Each line below is to be written out in full, exactly as shown.

## start EXTRACTED INFORMATION

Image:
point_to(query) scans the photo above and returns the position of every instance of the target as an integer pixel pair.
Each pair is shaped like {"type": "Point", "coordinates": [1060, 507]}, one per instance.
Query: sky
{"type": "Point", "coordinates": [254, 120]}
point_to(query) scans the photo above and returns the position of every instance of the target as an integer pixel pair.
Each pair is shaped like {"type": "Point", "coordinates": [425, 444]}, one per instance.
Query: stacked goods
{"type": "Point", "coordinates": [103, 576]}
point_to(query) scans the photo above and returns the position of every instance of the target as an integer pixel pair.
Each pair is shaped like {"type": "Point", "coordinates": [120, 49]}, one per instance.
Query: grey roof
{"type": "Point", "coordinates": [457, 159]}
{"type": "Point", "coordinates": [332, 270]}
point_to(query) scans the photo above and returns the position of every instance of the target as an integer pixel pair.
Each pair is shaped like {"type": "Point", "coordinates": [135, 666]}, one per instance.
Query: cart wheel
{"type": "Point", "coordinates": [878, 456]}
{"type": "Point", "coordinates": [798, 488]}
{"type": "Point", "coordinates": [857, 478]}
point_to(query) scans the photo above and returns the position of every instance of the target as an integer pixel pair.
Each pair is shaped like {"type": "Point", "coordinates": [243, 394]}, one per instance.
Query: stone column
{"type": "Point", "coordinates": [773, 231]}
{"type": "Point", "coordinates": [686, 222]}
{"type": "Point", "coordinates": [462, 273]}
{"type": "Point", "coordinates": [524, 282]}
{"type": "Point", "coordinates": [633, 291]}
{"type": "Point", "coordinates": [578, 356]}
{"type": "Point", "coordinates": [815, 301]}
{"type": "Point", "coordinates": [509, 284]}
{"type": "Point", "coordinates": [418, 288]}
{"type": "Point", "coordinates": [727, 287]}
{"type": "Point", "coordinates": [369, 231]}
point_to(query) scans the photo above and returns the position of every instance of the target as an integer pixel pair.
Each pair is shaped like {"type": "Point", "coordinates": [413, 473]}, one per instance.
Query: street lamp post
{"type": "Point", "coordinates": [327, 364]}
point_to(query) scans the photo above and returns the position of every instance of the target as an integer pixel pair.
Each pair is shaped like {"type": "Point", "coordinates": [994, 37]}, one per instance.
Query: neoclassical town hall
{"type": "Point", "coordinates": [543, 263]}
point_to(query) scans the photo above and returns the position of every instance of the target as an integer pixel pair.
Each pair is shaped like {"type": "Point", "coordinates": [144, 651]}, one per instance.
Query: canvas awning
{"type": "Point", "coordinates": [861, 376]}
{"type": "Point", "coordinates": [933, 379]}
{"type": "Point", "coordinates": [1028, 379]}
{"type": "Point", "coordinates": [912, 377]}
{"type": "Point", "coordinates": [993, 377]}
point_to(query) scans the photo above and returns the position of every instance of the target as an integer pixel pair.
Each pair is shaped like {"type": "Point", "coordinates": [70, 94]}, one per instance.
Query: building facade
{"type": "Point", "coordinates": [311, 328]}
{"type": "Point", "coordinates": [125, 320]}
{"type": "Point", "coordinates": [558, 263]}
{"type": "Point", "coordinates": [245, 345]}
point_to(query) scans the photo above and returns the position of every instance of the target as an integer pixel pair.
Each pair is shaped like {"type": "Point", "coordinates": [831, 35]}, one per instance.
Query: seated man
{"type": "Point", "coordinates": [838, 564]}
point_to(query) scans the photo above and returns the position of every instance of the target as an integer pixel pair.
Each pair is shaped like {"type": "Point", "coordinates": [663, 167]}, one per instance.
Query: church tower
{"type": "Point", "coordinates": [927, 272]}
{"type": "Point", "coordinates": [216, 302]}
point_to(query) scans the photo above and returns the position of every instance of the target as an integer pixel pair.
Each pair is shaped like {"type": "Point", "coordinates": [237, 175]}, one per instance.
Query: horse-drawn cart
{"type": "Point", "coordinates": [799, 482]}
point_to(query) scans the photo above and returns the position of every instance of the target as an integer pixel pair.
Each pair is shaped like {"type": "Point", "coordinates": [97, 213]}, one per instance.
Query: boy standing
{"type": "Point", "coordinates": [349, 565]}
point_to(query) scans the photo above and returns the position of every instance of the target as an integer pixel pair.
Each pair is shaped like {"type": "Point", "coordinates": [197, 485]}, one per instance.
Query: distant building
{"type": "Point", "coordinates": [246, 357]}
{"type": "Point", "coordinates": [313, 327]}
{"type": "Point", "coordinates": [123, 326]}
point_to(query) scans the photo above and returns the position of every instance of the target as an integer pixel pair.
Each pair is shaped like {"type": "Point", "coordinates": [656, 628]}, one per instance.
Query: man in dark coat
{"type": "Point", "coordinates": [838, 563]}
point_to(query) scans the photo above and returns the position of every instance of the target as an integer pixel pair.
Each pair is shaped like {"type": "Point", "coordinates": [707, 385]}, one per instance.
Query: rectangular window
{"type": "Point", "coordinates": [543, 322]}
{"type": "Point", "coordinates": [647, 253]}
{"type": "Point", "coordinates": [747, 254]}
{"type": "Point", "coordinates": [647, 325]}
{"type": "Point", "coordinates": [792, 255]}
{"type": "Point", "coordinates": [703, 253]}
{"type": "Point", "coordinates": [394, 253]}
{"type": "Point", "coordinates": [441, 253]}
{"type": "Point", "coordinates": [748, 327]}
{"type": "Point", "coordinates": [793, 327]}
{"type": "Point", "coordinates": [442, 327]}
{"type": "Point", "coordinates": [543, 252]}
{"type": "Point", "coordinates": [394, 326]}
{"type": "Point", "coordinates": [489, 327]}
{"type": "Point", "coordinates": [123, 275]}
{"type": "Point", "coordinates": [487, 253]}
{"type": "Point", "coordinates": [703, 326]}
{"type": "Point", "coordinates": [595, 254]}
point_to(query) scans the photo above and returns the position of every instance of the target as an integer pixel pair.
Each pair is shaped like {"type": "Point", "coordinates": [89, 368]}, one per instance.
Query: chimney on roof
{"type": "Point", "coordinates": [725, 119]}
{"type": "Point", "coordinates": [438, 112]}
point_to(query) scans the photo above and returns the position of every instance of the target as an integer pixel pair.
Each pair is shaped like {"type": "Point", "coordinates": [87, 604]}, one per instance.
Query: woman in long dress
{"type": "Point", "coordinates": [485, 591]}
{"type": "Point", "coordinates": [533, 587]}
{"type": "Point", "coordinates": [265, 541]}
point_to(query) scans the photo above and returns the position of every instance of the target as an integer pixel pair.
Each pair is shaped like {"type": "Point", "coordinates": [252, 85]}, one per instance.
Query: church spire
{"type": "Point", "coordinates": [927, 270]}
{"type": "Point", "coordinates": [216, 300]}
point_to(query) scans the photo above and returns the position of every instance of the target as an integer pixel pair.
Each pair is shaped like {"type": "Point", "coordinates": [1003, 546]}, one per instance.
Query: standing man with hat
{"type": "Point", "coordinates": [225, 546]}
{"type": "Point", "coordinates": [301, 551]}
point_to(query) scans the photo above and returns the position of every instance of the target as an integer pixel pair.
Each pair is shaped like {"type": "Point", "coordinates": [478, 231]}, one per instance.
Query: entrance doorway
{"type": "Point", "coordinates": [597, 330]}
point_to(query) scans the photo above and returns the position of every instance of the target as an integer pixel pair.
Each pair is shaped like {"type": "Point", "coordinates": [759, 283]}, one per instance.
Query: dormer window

## end EXTRACTED INFORMATION

• [EXERCISE ANSWER]
Image:
point_to(query) scans the photo above and returns the position of every instance of the target as an integer pixel pair.
Each pair is shaped like {"type": "Point", "coordinates": [1060, 507]}, one per instance.
Query: sky
{"type": "Point", "coordinates": [254, 120]}
point_to(query) scans the photo above and returns the position of every instance of the target as an integer pixel pair.
Each pair is shaped like {"type": "Point", "coordinates": [425, 444]}, one per instance.
Query: stacked goods
{"type": "Point", "coordinates": [103, 576]}
point_to(query) scans the photo above and returns the position of every instance of the target as an integer pixel pair.
Each pair is shaped like {"type": "Point", "coordinates": [120, 49]}, one per instance.
Query: grey roof
{"type": "Point", "coordinates": [457, 159]}
{"type": "Point", "coordinates": [332, 270]}
point_to(query) scans the photo above and returns the position of every instance of the target as an integer pixel pair.
Each pair is shaped like {"type": "Point", "coordinates": [135, 666]}, one per instance.
Query: cart wheel
{"type": "Point", "coordinates": [878, 456]}
{"type": "Point", "coordinates": [798, 488]}
{"type": "Point", "coordinates": [857, 478]}
point_to(query) scans the photo above and returns the position of every instance of the target as an integer pixel pair.
Each pair is shaped like {"type": "Point", "coordinates": [243, 394]}, one per instance.
Query: stone column
{"type": "Point", "coordinates": [773, 231]}
{"type": "Point", "coordinates": [686, 222]}
{"type": "Point", "coordinates": [462, 273]}
{"type": "Point", "coordinates": [524, 282]}
{"type": "Point", "coordinates": [633, 291]}
{"type": "Point", "coordinates": [578, 356]}
{"type": "Point", "coordinates": [815, 301]}
{"type": "Point", "coordinates": [509, 284]}
{"type": "Point", "coordinates": [418, 288]}
{"type": "Point", "coordinates": [727, 287]}
{"type": "Point", "coordinates": [369, 231]}
point_to(query) scans the photo above and returns the position of every instance of the target as an integer pixel pair.
Each pair is shaped like {"type": "Point", "coordinates": [413, 473]}, one per instance.
Query: street lamp post
{"type": "Point", "coordinates": [327, 364]}
point_to(query) scans the photo above and returns the position of every instance of the target as an integer pixel pair.
Each pair is shaped like {"type": "Point", "coordinates": [994, 37]}, one per instance.
Query: neoclassical town hall
{"type": "Point", "coordinates": [543, 263]}
point_to(query) scans the photo above and returns the position of every instance of the target as an integer pixel pair.
Each pair is shaped like {"type": "Point", "coordinates": [144, 651]}, one per instance.
Query: canvas awning
{"type": "Point", "coordinates": [861, 376]}
{"type": "Point", "coordinates": [933, 379]}
{"type": "Point", "coordinates": [1028, 379]}
{"type": "Point", "coordinates": [912, 377]}
{"type": "Point", "coordinates": [993, 377]}
point_to(query) scans the photo above and returns the position of every instance of the target as an integer pixel pair.
Each pair is shaped like {"type": "Point", "coordinates": [70, 94]}, one per instance.
Query: building facade
{"type": "Point", "coordinates": [311, 328]}
{"type": "Point", "coordinates": [125, 320]}
{"type": "Point", "coordinates": [558, 263]}
{"type": "Point", "coordinates": [245, 345]}
point_to(query) scans the photo above and returns the position of every instance of the target as an integer pixel pair.
Each pair is shaped like {"type": "Point", "coordinates": [831, 35]}, one per instance.
Query: seated man
{"type": "Point", "coordinates": [838, 564]}
point_to(query) scans the photo above and returns the position of every instance of the target as an integer pixel pair.
Each pair is shaped like {"type": "Point", "coordinates": [663, 167]}, one per instance.
Query: church tower
{"type": "Point", "coordinates": [927, 272]}
{"type": "Point", "coordinates": [216, 302]}
point_to(query) scans the photo above and returns the position of every instance of the target as an integer pixel pair.
Each pair is shaped like {"type": "Point", "coordinates": [237, 175]}, one per instance.
Query: horse-drawn cart
{"type": "Point", "coordinates": [799, 482]}
point_to(query) scans the photo above and returns the position of every instance of the target as an integer pixel pair.
Each pair is shaped like {"type": "Point", "coordinates": [97, 213]}, one per instance.
Query: boy standing
{"type": "Point", "coordinates": [349, 565]}
point_to(query) scans the photo above and returns the position of every instance of the target as an integer pixel pair.
Each pair is shaped like {"type": "Point", "coordinates": [197, 485]}, one per instance.
Query: distant building
{"type": "Point", "coordinates": [246, 357]}
{"type": "Point", "coordinates": [313, 327]}
{"type": "Point", "coordinates": [123, 326]}
point_to(query) scans the photo above and returns the position of every instance of the target as an integer pixel pair.
Each pair is shaped like {"type": "Point", "coordinates": [656, 628]}, one per instance.
Query: man in dark coat
{"type": "Point", "coordinates": [838, 563]}
point_to(query) scans the photo above and returns the position of every instance of the target as an integer pixel pair.
Each pair is shaped like {"type": "Point", "coordinates": [707, 385]}, one per instance.
Query: rectangular window
{"type": "Point", "coordinates": [543, 322]}
{"type": "Point", "coordinates": [647, 253]}
{"type": "Point", "coordinates": [747, 254]}
{"type": "Point", "coordinates": [647, 325]}
{"type": "Point", "coordinates": [792, 255]}
{"type": "Point", "coordinates": [703, 253]}
{"type": "Point", "coordinates": [394, 253]}
{"type": "Point", "coordinates": [441, 253]}
{"type": "Point", "coordinates": [748, 327]}
{"type": "Point", "coordinates": [793, 327]}
{"type": "Point", "coordinates": [442, 327]}
{"type": "Point", "coordinates": [543, 252]}
{"type": "Point", "coordinates": [394, 326]}
{"type": "Point", "coordinates": [489, 327]}
{"type": "Point", "coordinates": [123, 275]}
{"type": "Point", "coordinates": [487, 253]}
{"type": "Point", "coordinates": [703, 326]}
{"type": "Point", "coordinates": [595, 254]}
point_to(query) scans the photo above and returns the position of every instance of the target as an integer pixel pair.
Each pair is shaped like {"type": "Point", "coordinates": [89, 368]}, one per instance.
Query: chimney on roof
{"type": "Point", "coordinates": [725, 119]}
{"type": "Point", "coordinates": [438, 112]}
point_to(query) scans the photo above and returns the position of every instance of the target as an integer pixel pair.
Each pair is shaped like {"type": "Point", "coordinates": [87, 604]}, one per instance.
Query: woman in long dress
{"type": "Point", "coordinates": [485, 591]}
{"type": "Point", "coordinates": [533, 587]}
{"type": "Point", "coordinates": [265, 541]}
point_to(query) scans the photo above and returns the position of every instance of the target as an integer pixel pair.
Each pair is shaped like {"type": "Point", "coordinates": [252, 85]}, one per instance.
Query: church spire
{"type": "Point", "coordinates": [927, 270]}
{"type": "Point", "coordinates": [216, 300]}
point_to(query) scans the photo above and returns the position of every instance of the target as an integer pixel pair.
Each pair is shaped like {"type": "Point", "coordinates": [1003, 546]}, one per instance.
Query: standing man with hat
{"type": "Point", "coordinates": [225, 546]}
{"type": "Point", "coordinates": [301, 551]}
point_to(query) scans the photo above and returns the position of every instance of the target as an integer pixel pair.
Each pair is shaped like {"type": "Point", "coordinates": [478, 231]}, one per instance.
Query: entrance doorway
{"type": "Point", "coordinates": [597, 330]}
point_to(query) scans the photo above and returns the position of every instance of the target as an integer pixel pair.
Each pair is shaped like {"type": "Point", "coordinates": [759, 283]}, one per instance.
Query: dormer window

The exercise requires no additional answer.